──────── KUTIPAN TERPILIH ────────

Majapahit. [JAKARTA] Tim ilmuwan terkemuka dari komunitas ilmiah Rusia menyatakan bahwa bencana lumpur panas di Sidoarjo, Jawa Timur tidak terkait sama sekali dengan pengeboran sumur gas di sekitar area tersebut. Lumpur Sidoarjo murni bencana alam yang dipicu oleh dua gempa bumi, yakni gempa tanggal 9 Juli 2005 yang berpusat tepat di bawah zona letusan lumpur dengan kekuatan gempa 4,4 SR dan gempa Yogyakarta pada 27 Mei 2006 dengan kekuatan 6,3 SR.

"Setelah melakukan penelitian yang intensif selama enam bulan dengan menggunakan data paling aktual, kami juga menyimpulkan bahwa Pulau Jawa, terutama wilayah Jawa Timur dan Tengah, rawan semburan lumpur seperti di Sidoarjo.

Saat ini dalam radius 50 kilometer dari pusat semburan lumpur Sidoarjo terdapat sedikitnya 15 area yang berpotensi mud volcano," ujar Ketua Tim Ilmuwan Rusia, Dr Sergey V Kadurin, saat berkunjung ke redaksi SP di Jakarta, Rabu (29/9).

Sergey memimpin tim yang terdiri dari ilmuwan-ilmuwan terkemuka dari Russian Institute of Electro Physics, yang datang ke Indonesia Jakarta untuk memaparkan hasil riset mereka yang didasari oleh data seismik dari Pemerintah Indonesia yang belum pernah dikemukakan sebelumnya.

────────

• [PETUNJUK LATIHAN]
Tolong salin persis bagian teks tentang lumpur Sidoarjo di atas, mulai dari "Saat ini dalam" dan terus sampai "pernah dikemukakan sebelumnya.".

──────── DATA YANG DIBERIKAN ────────

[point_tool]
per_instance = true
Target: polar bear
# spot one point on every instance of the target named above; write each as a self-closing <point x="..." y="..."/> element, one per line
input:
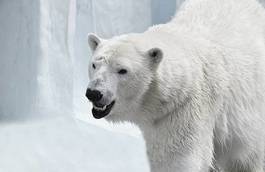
<point x="195" y="86"/>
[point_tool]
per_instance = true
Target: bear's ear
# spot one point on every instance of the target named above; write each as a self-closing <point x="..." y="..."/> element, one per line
<point x="93" y="41"/>
<point x="155" y="55"/>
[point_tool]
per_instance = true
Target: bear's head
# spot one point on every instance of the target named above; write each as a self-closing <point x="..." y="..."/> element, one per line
<point x="120" y="74"/>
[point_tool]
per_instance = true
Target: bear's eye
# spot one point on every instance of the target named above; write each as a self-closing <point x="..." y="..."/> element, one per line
<point x="94" y="66"/>
<point x="122" y="71"/>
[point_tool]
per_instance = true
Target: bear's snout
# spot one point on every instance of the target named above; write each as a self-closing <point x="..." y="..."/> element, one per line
<point x="93" y="95"/>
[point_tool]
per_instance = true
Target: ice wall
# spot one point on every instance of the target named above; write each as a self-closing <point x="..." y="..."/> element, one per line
<point x="44" y="56"/>
<point x="19" y="57"/>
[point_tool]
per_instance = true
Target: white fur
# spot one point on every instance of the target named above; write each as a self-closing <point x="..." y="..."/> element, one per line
<point x="204" y="102"/>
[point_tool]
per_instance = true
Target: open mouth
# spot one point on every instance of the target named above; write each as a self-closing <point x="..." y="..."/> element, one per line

────────

• [HASIL DI BAWAH]
Saat ini dalam radius 50 kilometer dari pusat semburan lumpur Sidoarjo terdapat sedikitnya 15 area yang berpotensi mud volcano," ujar Ketua Tim Ilmuwan Rusia, Dr Sergey V Kadurin, saat berkunjung ke redaksi SP di Jakarta, Rabu (29/9).

Sergey memimpin tim yang terdiri dari ilmuwan-ilmuwan terkemuka dari Russian Institute of Electro Physics, yang datang ke Indonesia Jakarta untuk memaparkan hasil riset mereka yang didasari oleh data seismik dari Pemerintah Indonesia yang belum pernah dikemukakan sebelumnya.